### What you are asked to do
Output every line of the entries from the line containing "Phrase: railway track" through the last, exactly, with no other content.

BEGIN Extracted material

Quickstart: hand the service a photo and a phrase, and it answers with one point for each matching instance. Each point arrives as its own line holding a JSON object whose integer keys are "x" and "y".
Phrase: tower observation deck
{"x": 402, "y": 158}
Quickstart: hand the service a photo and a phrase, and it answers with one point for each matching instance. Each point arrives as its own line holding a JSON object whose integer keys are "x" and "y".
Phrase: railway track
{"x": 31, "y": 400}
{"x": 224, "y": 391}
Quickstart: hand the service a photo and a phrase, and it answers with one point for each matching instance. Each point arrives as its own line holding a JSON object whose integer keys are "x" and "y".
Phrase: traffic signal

END Extracted material

### Response area
Phrase: railway track
{"x": 31, "y": 400}
{"x": 224, "y": 391}
Quickstart: hand the service a photo and a phrase, and it answers with one point for each matching instance. Each point arrives as its own line holding a JSON object whose integer keys are "x" and "y".
Phrase: traffic signal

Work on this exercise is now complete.